Gestelde opgave A:
Beantwoord de volgende vragen over de tekst over Syrië:
(i) Uit de omgeving van welke plaats is Trump bereid Amerikaanse troepen terug te trekken?
(ii) Welke twee gebieden hebben Syrische troepen bevrijd?
(iii) Met wie creëren de Syrische Koerden een heleboel problemen?
Gestelde opgave B: Geef de regels uit de vermeldingen weer als genummerde lijst, zonder lege regels, vanaf de regel met "the gravel shoulder" tot en met de regel met "[0,0,405,109]".

Gegeven tekst:

################

Dat kan echter ook via een "gesloten" dialoog, iets wat regelmatig gebeurt (ook tijdens de ontmoeting tussen Poetin en Trump). Het standpunt van Washington is gemakkelijk te begrijpen. Donald Trump is bereid om Amerikaanse troepen uit de omgeving van al-Tanf (in Zuid-Syrië) terug te trekken, want nu Syrische troepen Deir ez-Zor en de provincie Daraa hebben bevrijd, is die uitvalsbasis niet meer nodig. Trump is ook bereid om de mogelijkheid te overwegen om de steun aan de Syrische Koerden op te geven, omdat zij slecht geschikt zijn voor hun rol als macht om Iran in toom te houden en ook een heleboel problemen met de Turken creëren.

################

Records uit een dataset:
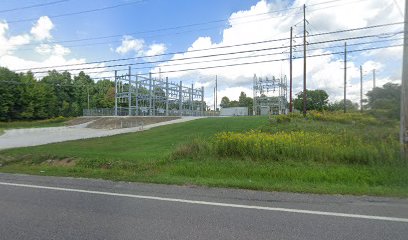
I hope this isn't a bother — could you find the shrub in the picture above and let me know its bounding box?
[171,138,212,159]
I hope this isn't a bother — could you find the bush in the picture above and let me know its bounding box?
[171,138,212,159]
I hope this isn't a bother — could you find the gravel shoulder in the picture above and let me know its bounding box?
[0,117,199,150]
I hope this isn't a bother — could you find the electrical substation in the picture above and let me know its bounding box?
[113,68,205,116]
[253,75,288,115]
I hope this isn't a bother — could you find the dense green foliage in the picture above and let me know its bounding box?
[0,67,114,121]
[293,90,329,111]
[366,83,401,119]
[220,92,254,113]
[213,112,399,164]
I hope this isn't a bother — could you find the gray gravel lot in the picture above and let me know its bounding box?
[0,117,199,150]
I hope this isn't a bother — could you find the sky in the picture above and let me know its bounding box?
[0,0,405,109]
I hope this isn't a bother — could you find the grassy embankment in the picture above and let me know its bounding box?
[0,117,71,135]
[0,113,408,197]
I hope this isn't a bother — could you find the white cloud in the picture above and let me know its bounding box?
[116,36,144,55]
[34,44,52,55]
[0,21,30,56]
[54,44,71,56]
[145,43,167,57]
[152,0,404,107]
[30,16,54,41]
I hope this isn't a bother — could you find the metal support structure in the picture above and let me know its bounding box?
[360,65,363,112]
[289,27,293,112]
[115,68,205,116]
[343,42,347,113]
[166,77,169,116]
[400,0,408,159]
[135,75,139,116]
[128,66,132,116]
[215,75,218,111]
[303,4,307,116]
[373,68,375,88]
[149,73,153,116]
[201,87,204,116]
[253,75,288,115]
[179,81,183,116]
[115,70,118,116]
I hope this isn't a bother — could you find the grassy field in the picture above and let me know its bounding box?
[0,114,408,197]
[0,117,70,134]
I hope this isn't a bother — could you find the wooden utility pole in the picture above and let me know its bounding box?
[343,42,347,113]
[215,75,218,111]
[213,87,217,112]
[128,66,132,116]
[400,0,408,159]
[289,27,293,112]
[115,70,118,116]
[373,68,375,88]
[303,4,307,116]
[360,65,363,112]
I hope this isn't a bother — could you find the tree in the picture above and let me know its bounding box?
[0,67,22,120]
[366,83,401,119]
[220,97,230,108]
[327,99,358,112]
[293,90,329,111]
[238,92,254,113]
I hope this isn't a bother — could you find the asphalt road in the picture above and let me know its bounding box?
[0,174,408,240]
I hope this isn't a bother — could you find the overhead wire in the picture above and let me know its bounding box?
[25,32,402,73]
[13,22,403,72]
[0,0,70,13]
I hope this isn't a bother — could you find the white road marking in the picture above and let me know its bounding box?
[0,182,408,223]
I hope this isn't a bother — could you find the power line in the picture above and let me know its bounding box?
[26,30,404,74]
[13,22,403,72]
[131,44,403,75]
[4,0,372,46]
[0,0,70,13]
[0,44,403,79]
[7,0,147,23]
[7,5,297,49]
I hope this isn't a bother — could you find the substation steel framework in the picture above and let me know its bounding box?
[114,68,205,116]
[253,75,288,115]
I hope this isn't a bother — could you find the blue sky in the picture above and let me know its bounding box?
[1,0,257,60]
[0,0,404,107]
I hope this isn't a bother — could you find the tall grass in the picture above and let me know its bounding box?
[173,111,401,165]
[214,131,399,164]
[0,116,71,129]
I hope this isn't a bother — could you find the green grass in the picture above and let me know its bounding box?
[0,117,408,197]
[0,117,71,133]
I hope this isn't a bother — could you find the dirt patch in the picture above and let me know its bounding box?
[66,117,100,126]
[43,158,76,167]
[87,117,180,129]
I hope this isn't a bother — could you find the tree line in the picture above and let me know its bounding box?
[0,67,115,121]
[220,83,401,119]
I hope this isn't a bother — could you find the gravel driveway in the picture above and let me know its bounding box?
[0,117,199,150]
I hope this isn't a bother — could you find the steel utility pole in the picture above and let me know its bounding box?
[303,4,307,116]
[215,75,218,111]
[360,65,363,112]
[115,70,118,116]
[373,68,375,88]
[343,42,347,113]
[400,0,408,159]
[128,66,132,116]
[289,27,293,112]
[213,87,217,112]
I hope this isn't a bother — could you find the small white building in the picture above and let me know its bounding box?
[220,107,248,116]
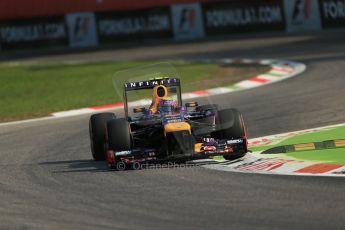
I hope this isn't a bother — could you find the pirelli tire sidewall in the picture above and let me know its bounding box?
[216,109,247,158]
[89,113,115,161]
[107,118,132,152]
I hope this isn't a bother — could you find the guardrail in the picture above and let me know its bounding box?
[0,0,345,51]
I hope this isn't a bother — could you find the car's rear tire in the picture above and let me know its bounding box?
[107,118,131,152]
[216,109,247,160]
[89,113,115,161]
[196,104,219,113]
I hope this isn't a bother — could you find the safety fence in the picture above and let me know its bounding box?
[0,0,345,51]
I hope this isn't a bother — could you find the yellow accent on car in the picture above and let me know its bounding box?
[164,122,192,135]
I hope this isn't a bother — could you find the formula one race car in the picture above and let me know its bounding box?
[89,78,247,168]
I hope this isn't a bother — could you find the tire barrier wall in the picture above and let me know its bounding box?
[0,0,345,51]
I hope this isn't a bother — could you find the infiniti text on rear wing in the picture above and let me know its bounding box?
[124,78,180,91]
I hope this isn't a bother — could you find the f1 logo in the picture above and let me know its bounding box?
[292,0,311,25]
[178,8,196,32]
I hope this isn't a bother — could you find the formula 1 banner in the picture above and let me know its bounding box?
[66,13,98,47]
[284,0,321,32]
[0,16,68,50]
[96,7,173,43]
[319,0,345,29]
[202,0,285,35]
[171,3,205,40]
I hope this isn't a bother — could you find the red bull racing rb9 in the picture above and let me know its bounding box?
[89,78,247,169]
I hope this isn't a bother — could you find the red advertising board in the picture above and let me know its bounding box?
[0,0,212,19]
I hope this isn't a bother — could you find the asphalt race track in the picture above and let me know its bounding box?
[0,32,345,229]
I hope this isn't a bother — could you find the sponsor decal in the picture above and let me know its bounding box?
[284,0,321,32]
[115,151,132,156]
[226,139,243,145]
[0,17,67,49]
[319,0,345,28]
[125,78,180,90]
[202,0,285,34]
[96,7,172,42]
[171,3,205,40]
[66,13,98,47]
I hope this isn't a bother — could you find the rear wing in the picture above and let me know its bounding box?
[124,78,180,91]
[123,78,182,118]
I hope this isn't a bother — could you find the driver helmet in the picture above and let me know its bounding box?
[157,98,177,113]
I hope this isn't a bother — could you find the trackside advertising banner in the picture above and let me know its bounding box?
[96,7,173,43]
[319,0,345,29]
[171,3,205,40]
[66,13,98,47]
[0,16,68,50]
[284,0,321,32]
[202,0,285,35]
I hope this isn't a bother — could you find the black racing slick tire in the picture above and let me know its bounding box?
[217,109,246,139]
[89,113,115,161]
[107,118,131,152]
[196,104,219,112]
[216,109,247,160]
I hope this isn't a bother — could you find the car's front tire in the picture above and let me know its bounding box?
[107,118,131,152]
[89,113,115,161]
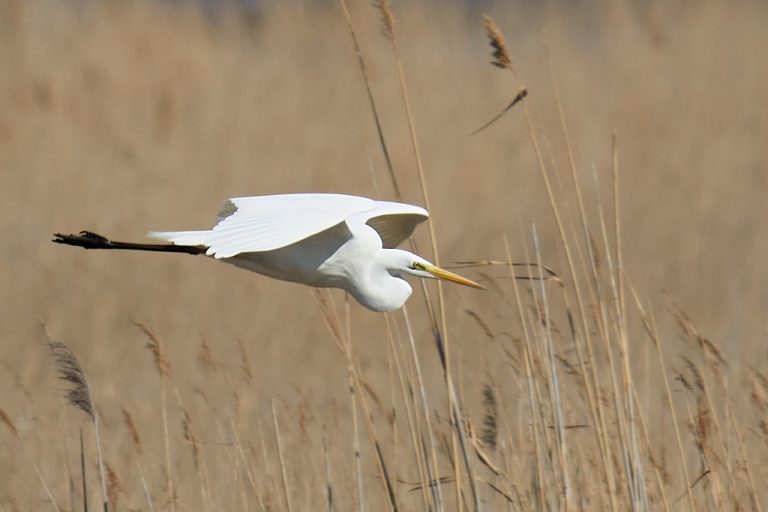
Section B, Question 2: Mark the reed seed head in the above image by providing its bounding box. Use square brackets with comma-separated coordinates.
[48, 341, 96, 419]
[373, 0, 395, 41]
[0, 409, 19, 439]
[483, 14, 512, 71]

################

Juist antwoord A:
(i) Al-Tanf, in Zuid-Syrië.
(ii) Deir ez-Zor en de provincie Daraa.
(iii) Met de Turken.

Juist antwoord B:
1. I hope this isn't a bother — could you find the gravel shoulder in the picture above and let me know its bounding box?
2. [0,117,199,150]
3. I hope this isn't a bother — could you find the electrical substation in the picture above and let me know its bounding box?
4. [113,68,205,116]
5. [253,75,288,115]
6. I hope this isn't a bother — could you find the dense green foliage in the picture above and let me know its bounding box?
7. [0,67,114,121]
8. [293,90,329,111]
9. [366,83,401,119]
10. [220,92,254,113]
11. [213,112,399,164]
12. I hope this isn't a bother — could you find the gray gravel lot in the picture above and let me know its bounding box?
13. [0,117,199,150]
14. I hope this isn't a bother — could you find the sky in the picture above and let me know its bounding box?
15. [0,0,405,109]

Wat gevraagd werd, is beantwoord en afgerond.